_WORK ORDER A_. Return the passage of the birth account from "Even though her" to "girl for us.", copied word for word.
_WORK ORDER B_. According to the birth account, at what time and on what date was Scarlett born?
_WORK ORDER C_.
For each statement below, decide whether the birth account supports it. Answer yes or no and quote the words of the account that decide it.
(i) Beverly was scheduled to work on the day of the C-section.
(ii) A cold cot at the hospital let the family keep Scarlett close until the next day.
(iii) The narrator's other three children were also born by C-section.

This was almost a hard decision for me to make as I had my other 3 kids naturally and having C-section was kind of a fear of mine but if it gave me even a minute with my daughter alive then that’s what I would do. Another God provision during this time was while at the hospital we had a church friend (Beverly) who was also a labor and delivery nurse guiding us and helping us to figure out the best way to try to deliver Scarlett and even setting up the best nurses for my post-partum. Beverly wasn’t even scheduled to work but she still showed up and then when it was time for my C-section, she clocked in so she could continue being there for me. I will never forget how she was a calming presence in the OR room when I was becoming nervous, and reality was starting to sink in, and I was trying not to break down. I was finally about to see my baby girl, but also about to lose my baby girl and I had no idea how long she would even live for. Thankfully though Beverly was there to hold my hands and remind me to breath until my husband could come in and while my husband was preparing to come in the OR room my mother was there for him and helping him stay calm. Then at 11:20 pm on November 18th Scarlett Rose Steele was born, and for the first time my husband got to hold her, and it was such a beautiful sight to see her cradled in her father’s arms. Once they sewed me back together, I held her as they rolled me into the recovery room, but soon after we arrived in the room at 11:55 Scarlett had passed.
Even though her heart was beating when she was born, we never got to hear her cry, or see her move. But for 35 mins our baby girl had a heartbeat and that is all I could have asked for in that moment. After she had passed, we brought in our family and a few close friends to see her, and we had an amazing photographer from “Now I Lay Me Down To Sleep” to take pictures of our baby girl for us.
Thankfully the hospital had a cold cot that helped preserve her body for a little longer while also allowing us to keep her close till the next day. It was strange to wake up the next morning and slowly start realizing that my biggest fear in life and came true but remembering that this was God’s will, and he had his comforting hands around us during it all. We also had amazing family and friends to pour their love out to us during this time. The hospital had some ladies come and make clay molds of Scarlett’s feet for us and while we spent the rest of the day passing her around and holding her like you would have with any other baby. Once everyone went home that day Jonathon and I spent a little more time admiring her and stroking her cute chubby cheeks and singing to her one last time before we finally handed her off and see her for the last time. That is our story of our precious Scarlett.

_PROVIDED INFORMATION_.
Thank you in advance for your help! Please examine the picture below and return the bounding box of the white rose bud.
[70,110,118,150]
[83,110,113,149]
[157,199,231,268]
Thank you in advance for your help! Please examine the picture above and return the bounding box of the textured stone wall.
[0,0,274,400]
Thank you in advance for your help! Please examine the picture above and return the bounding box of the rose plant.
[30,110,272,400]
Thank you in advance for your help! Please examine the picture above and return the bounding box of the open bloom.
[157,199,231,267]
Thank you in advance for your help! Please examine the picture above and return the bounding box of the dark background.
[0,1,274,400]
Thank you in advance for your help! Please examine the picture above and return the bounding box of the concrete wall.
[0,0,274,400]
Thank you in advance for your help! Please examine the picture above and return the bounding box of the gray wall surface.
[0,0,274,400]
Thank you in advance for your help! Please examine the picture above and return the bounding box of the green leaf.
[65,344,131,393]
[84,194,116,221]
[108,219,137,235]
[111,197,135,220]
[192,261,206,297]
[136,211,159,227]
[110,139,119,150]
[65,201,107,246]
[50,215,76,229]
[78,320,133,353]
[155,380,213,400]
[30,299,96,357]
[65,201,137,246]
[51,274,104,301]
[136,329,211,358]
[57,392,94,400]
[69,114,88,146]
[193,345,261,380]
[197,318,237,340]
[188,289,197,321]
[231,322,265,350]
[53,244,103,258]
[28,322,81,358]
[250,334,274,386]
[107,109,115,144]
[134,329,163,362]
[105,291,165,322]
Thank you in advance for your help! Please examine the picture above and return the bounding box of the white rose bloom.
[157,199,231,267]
--
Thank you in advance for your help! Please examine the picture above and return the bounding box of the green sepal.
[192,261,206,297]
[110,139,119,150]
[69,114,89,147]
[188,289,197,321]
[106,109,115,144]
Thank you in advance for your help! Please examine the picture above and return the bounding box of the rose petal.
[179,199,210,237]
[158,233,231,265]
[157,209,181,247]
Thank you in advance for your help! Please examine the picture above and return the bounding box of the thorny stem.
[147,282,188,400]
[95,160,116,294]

_TASK SOLUTION A_.
Even though her heart was beating when she was born, we never got to hear her cry, or see her move. But for 35 mins our baby girl had a heartbeat and that is all I could have asked for in that moment. After she had passed, we brought in our family and a few close friends to see her, and we had an amazing photographer from “Now I Lay Me Down To Sleep” to take pictures of our baby girl for us.

_TASK SOLUTION B_. At 11:20 pm on November 18th.

_TASK SOLUTION C_.
(i) No. "Beverly wasn’t even scheduled to work but she still showed up"
(ii) Yes. "Thankfully the hospital had a cold cot that helped preserve her body for a little longer while also allowing us to keep her close till the next day."
(iii) No. "I had my other 3 kids naturally"